[START Given records]
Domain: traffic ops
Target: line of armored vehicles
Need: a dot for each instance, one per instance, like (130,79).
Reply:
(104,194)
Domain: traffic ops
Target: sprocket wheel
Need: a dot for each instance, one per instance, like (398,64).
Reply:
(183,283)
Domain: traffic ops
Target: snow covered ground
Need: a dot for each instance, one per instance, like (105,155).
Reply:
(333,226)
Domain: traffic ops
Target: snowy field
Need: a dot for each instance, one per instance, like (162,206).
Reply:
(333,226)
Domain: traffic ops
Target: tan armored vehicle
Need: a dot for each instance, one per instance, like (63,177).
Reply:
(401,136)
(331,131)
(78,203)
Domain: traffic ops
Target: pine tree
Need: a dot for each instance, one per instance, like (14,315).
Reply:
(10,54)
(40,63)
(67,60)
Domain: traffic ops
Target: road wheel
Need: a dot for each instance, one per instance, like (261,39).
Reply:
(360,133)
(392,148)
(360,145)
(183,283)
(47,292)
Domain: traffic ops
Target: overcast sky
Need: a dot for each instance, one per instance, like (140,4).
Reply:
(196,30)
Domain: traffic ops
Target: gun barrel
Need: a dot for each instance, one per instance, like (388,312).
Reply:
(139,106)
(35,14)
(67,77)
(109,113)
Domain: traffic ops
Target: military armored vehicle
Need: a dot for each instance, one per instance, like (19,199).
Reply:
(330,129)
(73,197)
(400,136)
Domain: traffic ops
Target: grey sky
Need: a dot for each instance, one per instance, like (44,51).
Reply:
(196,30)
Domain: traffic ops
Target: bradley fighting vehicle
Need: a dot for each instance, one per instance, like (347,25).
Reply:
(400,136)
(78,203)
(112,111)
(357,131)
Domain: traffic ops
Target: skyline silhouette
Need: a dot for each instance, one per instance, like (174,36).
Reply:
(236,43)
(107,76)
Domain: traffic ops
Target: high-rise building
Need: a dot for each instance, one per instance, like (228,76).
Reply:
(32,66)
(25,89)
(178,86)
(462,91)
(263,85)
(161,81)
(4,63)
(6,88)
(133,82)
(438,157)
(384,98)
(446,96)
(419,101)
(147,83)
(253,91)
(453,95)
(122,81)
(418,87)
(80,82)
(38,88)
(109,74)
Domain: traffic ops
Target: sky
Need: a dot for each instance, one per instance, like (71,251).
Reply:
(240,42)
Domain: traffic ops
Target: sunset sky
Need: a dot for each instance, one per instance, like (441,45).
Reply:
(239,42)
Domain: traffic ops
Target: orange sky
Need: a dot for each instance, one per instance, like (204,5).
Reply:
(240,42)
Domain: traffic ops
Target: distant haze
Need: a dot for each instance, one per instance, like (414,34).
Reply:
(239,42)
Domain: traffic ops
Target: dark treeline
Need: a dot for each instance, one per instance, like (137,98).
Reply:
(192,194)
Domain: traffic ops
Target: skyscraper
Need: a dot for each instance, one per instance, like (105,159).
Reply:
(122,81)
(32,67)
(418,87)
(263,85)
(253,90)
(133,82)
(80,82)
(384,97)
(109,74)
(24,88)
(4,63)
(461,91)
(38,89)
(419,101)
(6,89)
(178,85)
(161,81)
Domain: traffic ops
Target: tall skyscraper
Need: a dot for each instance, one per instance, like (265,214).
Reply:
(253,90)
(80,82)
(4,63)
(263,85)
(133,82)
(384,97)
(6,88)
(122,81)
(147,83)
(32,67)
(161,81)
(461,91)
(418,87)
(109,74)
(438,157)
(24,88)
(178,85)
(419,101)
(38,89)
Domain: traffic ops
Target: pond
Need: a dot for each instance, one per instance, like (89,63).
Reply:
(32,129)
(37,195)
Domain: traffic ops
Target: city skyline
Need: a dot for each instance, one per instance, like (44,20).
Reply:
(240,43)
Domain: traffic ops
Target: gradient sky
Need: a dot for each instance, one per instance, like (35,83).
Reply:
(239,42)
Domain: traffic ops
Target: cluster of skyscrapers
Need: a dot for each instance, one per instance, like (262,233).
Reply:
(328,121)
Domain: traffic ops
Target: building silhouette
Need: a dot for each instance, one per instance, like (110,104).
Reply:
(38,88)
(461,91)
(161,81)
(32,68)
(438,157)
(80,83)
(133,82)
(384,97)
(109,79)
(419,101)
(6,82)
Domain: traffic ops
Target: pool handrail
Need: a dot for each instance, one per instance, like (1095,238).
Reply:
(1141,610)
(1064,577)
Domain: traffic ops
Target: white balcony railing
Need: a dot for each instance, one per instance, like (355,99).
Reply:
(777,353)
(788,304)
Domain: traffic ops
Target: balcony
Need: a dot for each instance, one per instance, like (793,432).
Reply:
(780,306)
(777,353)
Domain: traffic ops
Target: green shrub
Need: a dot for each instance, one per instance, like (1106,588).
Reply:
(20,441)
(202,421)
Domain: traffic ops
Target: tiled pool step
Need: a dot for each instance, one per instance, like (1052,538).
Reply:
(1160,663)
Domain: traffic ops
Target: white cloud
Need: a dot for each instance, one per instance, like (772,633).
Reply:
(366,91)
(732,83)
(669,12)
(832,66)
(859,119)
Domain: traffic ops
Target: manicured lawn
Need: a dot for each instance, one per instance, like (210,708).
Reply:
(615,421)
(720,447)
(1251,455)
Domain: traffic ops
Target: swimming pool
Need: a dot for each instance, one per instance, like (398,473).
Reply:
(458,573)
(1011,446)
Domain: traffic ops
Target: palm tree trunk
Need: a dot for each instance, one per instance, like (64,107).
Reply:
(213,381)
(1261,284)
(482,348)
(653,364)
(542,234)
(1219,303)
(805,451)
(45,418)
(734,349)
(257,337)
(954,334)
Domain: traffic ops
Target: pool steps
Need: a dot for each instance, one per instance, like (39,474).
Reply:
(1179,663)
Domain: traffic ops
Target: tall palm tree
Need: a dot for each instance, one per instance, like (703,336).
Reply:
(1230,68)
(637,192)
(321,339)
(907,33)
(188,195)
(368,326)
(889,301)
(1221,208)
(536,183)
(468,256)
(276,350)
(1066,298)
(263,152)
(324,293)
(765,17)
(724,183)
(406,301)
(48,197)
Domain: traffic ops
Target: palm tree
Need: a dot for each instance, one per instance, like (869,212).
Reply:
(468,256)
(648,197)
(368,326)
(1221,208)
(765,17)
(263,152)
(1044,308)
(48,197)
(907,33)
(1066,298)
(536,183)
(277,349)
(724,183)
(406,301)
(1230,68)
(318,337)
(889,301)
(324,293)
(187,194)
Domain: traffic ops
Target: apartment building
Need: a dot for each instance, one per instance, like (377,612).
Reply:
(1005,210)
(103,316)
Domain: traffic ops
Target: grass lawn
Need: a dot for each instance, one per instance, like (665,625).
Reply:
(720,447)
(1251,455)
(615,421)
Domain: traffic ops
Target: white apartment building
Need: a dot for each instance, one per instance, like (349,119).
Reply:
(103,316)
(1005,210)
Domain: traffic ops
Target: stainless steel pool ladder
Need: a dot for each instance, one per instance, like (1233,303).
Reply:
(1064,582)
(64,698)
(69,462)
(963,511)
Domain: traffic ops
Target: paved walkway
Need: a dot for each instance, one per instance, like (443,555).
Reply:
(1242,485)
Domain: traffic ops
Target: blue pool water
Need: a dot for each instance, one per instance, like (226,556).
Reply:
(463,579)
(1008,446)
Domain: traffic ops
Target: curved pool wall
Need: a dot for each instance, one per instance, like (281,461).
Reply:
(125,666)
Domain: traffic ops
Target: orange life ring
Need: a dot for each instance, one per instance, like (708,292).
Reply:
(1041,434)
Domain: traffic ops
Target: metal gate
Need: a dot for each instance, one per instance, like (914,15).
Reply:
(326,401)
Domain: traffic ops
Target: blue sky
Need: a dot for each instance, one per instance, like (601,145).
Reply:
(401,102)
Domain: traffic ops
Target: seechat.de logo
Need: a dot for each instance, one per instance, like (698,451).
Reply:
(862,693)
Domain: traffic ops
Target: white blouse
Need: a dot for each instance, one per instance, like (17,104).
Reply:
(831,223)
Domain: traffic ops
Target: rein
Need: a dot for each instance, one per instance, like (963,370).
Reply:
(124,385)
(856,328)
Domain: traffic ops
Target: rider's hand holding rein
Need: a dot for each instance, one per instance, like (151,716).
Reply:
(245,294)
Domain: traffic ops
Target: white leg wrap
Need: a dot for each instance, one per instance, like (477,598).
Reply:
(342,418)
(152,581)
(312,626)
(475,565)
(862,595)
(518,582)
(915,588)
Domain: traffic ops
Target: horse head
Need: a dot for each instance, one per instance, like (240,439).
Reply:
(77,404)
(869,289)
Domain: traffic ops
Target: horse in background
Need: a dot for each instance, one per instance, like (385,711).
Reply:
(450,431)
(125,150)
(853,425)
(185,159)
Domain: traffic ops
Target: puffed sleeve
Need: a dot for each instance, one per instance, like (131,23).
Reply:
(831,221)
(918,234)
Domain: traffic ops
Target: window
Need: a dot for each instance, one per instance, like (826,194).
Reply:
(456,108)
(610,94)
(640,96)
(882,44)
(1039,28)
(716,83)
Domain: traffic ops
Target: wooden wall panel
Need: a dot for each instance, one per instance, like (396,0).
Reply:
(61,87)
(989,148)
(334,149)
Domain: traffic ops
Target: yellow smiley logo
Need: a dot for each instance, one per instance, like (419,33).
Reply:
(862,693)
[END Given records]
**What needs to be done:**
Report every line of the records that contains the word "balcony".

**Exercise output:**
Target: white balcony railing
Target: balcony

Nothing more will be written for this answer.